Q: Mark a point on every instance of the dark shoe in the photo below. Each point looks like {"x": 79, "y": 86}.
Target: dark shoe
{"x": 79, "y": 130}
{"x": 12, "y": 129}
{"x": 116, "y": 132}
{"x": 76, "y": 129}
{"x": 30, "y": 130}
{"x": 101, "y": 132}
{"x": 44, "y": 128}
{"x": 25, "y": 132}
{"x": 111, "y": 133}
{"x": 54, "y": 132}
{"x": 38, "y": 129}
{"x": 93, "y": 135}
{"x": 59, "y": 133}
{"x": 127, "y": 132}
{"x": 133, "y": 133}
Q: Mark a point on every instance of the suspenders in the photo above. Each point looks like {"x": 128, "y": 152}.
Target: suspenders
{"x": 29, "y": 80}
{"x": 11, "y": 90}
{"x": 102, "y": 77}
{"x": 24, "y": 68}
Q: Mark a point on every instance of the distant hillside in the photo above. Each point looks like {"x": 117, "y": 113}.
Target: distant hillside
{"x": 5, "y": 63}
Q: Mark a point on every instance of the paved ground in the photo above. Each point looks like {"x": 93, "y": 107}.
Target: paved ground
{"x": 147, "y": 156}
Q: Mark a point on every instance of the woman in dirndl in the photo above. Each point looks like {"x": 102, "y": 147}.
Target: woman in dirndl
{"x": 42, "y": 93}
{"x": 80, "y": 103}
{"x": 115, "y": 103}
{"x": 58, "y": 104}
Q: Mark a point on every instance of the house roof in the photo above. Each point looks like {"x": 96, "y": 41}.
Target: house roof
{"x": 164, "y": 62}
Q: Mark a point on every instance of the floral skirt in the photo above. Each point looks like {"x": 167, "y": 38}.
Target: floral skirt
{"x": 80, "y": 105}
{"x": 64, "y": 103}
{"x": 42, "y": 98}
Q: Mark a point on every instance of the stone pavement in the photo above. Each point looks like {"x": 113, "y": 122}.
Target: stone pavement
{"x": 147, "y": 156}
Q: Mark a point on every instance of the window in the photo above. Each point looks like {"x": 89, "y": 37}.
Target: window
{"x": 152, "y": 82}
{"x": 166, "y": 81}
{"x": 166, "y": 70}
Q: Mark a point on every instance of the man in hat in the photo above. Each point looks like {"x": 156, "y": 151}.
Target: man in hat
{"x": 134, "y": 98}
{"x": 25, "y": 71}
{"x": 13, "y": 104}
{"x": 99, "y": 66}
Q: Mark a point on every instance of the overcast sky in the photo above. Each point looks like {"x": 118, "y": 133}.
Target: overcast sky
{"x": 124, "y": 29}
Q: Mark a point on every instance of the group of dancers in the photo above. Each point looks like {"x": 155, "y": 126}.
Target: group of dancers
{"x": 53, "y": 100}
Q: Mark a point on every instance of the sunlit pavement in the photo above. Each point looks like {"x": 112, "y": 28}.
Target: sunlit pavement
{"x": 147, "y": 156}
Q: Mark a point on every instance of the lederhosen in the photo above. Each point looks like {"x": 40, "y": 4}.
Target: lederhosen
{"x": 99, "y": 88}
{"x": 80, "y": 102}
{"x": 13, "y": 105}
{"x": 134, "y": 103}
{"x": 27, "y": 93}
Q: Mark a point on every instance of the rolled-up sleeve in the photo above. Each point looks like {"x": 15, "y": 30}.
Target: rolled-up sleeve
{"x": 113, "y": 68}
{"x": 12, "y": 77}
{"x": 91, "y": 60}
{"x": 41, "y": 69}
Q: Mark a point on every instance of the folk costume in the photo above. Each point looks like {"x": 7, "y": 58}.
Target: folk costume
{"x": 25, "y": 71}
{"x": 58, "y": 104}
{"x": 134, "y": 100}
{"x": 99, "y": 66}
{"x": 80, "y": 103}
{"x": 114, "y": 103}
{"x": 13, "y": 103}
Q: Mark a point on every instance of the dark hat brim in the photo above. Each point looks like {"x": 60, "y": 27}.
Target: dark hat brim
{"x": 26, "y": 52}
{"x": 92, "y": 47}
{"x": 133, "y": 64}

= = = = = = =

WHAT YOU SHOULD DO: Please extract exactly, and only, the lines from the line containing "Q: Mark a point on every instance of the lederhosen" through the last line of the records.

RESULT FOR THIS EXERCISE:
Q: Mark a point on every instance of the lederhosen in the photo above. Each point looks like {"x": 40, "y": 4}.
Target: lederhosen
{"x": 99, "y": 88}
{"x": 80, "y": 102}
{"x": 13, "y": 105}
{"x": 134, "y": 103}
{"x": 27, "y": 93}
Q: Mark a point on every instance of the rolled-up sleeve in the photo above. Each point looks like {"x": 15, "y": 30}.
Target: rolled-up sleeve
{"x": 113, "y": 68}
{"x": 12, "y": 77}
{"x": 91, "y": 60}
{"x": 41, "y": 69}
Q: Mark a point on every instance of the folk costume in the photo above. Each point looks like {"x": 7, "y": 58}.
Target: folk costume
{"x": 25, "y": 71}
{"x": 58, "y": 104}
{"x": 134, "y": 100}
{"x": 99, "y": 66}
{"x": 80, "y": 103}
{"x": 114, "y": 103}
{"x": 13, "y": 103}
Q: Mark a point on every instance of the dark hat brim in the photo above. Each point looks like {"x": 60, "y": 27}.
Target: dark hat brim
{"x": 26, "y": 52}
{"x": 92, "y": 47}
{"x": 133, "y": 64}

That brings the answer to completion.